TASK PROMPT: Please identify each line in the material below that contains the string "Target", matching case exactly, and copy those lines out in full.

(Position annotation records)
+-------+
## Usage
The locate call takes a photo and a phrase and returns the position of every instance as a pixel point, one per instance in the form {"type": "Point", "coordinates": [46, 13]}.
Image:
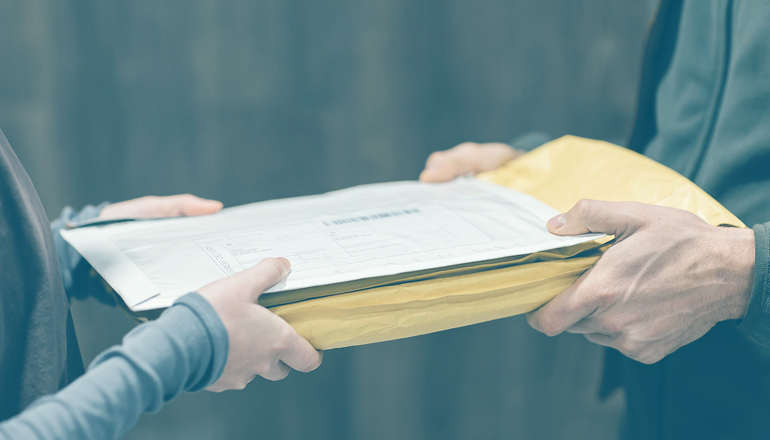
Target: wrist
{"type": "Point", "coordinates": [739, 257]}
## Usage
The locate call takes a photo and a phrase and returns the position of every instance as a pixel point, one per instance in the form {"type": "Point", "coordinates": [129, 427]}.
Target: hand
{"type": "Point", "coordinates": [152, 206]}
{"type": "Point", "coordinates": [665, 282]}
{"type": "Point", "coordinates": [465, 158]}
{"type": "Point", "coordinates": [261, 343]}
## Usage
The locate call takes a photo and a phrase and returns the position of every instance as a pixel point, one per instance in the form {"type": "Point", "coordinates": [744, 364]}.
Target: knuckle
{"type": "Point", "coordinates": [583, 207]}
{"type": "Point", "coordinates": [612, 325]}
{"type": "Point", "coordinates": [283, 341]}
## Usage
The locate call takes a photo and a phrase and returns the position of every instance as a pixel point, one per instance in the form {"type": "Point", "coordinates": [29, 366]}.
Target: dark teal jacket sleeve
{"type": "Point", "coordinates": [75, 271]}
{"type": "Point", "coordinates": [184, 350]}
{"type": "Point", "coordinates": [756, 322]}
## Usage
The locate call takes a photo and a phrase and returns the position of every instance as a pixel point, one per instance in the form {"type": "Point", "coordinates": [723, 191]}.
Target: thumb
+-------+
EXERCISE OUTPUT:
Target: wrist
Target: hand
Target: knuckle
Target: dark teal jacket sleeve
Target: thumb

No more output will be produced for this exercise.